Problem details
Beginning with the line that holds "Please put a point on the striped" and ending with the last line below, repeat each line exactly, leaving any pictures out.
───── Provided data ─────
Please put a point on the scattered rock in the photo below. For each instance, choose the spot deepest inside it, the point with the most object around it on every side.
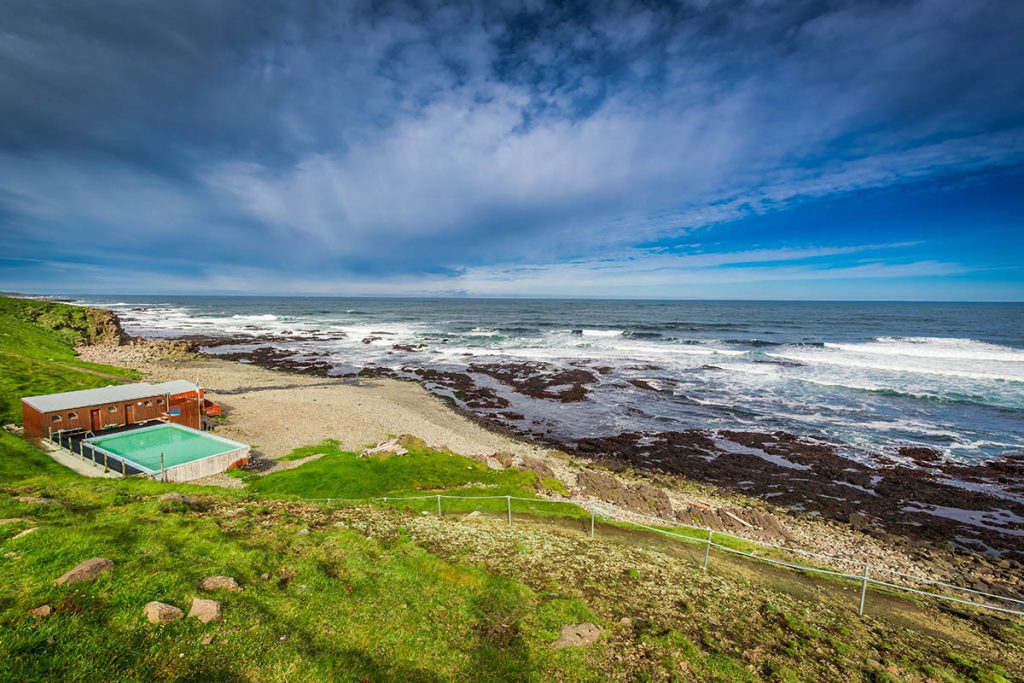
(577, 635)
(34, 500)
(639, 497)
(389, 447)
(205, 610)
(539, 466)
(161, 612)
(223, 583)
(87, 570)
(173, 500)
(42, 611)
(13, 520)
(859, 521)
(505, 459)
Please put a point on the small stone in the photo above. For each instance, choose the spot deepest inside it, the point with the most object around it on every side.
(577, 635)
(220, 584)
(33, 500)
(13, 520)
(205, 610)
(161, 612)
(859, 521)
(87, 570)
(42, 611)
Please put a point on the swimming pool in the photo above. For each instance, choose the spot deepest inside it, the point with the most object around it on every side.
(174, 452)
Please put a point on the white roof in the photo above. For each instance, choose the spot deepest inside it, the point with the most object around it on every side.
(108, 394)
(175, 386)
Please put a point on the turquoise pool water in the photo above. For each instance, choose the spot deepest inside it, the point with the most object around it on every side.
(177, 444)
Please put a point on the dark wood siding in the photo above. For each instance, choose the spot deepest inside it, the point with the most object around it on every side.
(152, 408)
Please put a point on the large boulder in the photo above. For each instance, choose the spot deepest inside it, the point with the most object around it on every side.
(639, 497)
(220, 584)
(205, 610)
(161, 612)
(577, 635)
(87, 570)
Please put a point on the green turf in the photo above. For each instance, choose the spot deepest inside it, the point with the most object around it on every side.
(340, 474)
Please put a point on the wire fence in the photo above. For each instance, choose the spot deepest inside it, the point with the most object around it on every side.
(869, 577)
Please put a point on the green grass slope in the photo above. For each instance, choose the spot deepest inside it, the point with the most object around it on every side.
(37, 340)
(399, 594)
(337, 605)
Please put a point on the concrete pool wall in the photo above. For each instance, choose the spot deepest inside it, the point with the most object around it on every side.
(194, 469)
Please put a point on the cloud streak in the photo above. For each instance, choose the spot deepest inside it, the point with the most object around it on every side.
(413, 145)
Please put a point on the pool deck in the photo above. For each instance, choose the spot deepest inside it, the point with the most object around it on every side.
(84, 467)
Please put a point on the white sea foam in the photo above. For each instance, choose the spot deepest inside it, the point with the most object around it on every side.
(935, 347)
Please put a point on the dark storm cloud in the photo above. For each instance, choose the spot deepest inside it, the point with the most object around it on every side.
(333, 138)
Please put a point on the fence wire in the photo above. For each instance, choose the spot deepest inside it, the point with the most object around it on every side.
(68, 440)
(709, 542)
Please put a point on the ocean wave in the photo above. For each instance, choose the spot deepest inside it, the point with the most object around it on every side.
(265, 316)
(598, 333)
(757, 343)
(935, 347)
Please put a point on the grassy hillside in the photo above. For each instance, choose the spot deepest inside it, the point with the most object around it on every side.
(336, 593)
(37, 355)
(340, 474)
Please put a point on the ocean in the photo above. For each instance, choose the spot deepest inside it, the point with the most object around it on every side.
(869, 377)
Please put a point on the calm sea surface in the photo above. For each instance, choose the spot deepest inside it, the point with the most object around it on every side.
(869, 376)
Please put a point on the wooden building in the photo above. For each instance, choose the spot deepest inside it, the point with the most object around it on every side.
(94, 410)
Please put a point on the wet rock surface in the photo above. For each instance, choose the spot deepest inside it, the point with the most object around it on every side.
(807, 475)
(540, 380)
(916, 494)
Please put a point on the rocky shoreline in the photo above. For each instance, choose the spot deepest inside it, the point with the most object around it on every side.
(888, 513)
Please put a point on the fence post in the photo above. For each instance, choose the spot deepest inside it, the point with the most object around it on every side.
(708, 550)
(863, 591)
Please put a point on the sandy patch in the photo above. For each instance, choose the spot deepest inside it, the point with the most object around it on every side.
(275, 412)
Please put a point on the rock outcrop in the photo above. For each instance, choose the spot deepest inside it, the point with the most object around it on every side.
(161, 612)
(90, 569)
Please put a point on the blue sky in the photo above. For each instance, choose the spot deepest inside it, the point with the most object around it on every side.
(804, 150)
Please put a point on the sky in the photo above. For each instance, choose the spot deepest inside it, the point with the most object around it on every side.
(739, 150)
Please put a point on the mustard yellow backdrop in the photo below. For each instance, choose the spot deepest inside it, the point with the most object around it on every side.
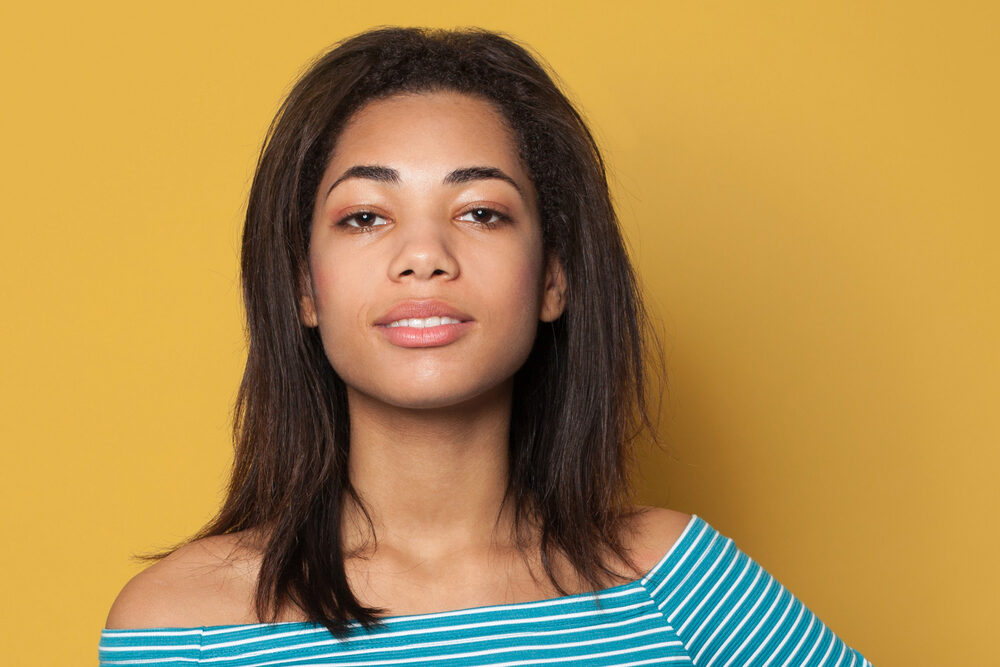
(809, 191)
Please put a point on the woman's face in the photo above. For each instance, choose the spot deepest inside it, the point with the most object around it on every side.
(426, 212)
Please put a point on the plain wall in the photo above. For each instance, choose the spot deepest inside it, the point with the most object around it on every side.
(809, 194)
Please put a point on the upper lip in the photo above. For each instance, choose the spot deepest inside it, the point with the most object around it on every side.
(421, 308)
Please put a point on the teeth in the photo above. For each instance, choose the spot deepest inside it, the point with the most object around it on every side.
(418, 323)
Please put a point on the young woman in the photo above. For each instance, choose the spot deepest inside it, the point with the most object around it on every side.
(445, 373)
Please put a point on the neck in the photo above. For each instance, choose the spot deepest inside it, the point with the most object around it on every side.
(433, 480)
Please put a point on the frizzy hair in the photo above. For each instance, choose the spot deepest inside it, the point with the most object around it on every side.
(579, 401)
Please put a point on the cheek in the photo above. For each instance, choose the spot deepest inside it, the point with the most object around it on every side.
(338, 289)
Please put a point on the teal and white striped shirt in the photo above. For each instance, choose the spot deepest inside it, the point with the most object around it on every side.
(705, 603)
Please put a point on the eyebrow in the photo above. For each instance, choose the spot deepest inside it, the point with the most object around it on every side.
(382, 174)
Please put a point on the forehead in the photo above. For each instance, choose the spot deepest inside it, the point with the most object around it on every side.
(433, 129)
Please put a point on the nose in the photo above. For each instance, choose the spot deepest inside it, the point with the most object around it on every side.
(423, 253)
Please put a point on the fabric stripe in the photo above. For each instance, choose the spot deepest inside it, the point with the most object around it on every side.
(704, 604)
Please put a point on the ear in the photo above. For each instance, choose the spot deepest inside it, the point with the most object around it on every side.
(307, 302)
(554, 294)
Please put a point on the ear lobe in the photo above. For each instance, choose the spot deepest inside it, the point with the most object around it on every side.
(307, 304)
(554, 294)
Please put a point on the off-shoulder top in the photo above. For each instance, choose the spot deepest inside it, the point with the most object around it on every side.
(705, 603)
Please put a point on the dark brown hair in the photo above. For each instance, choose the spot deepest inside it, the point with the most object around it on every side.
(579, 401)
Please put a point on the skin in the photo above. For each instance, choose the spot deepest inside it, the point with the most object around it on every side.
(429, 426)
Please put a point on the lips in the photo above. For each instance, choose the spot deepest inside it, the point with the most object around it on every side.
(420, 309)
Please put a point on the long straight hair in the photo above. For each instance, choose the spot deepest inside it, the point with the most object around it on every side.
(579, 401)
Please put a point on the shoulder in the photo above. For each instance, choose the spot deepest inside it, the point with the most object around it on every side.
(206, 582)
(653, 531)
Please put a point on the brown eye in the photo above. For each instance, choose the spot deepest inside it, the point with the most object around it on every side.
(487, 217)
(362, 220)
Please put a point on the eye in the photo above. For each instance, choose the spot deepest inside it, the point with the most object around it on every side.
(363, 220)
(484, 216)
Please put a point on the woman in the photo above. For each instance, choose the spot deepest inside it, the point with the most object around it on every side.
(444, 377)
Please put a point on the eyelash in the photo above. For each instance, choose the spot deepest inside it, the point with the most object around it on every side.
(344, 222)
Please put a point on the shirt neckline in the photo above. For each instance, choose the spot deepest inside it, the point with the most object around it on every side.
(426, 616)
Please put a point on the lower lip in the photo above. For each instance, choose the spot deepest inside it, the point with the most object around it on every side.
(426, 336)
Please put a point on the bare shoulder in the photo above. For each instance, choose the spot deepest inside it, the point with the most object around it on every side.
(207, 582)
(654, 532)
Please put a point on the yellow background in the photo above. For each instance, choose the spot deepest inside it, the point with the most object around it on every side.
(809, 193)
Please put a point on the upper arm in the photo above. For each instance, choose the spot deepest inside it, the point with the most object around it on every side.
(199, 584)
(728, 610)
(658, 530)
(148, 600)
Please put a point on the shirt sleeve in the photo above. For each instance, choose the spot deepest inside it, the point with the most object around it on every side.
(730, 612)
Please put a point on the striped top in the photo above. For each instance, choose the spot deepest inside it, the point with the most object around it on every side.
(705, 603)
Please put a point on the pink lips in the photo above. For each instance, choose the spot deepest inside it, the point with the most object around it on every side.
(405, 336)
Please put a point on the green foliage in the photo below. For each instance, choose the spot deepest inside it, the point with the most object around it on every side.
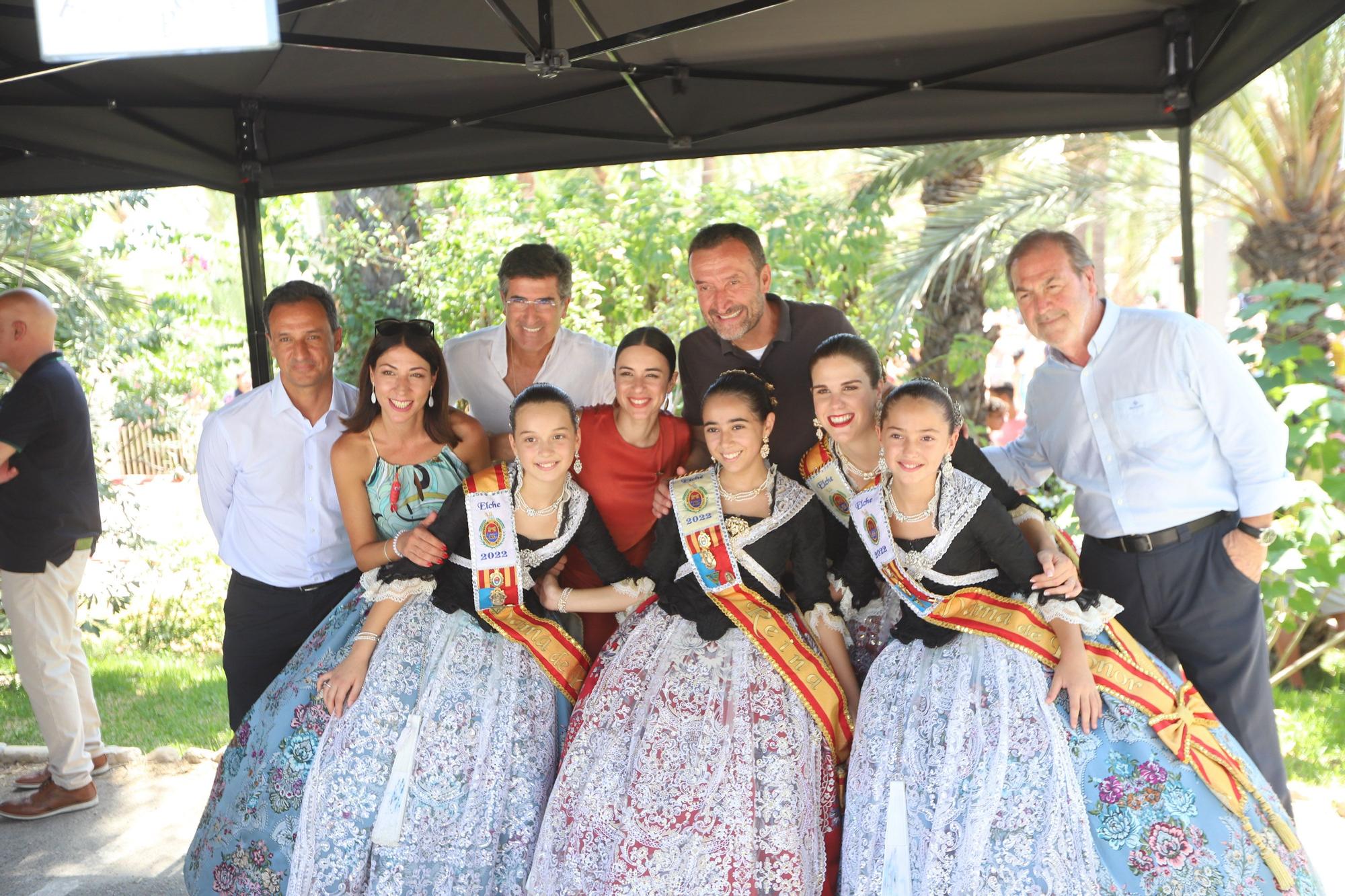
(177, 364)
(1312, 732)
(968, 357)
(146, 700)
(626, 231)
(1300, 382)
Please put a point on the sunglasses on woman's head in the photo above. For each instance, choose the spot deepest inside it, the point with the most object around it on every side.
─────
Full response
Please put a point on the striped top in the photo above. For each instance, choose the spot deepest inside it, the point with the most object around it on every side.
(705, 603)
Please put a point on the pink lips in the photo above. For each instance, choose the spot deepest inside it, the point with the most object around it on every side.
(405, 336)
Please put a point on the green foliage in the photo below. For each instance, choose the spot deepest inside it, the point with the most object around it on every side.
(177, 364)
(1312, 732)
(968, 357)
(146, 700)
(626, 231)
(1300, 382)
Please put a point on the sunglasses on woman's head in the photo above. For each instance, choose the spot deepest inside it, the point with the most object around it on every side.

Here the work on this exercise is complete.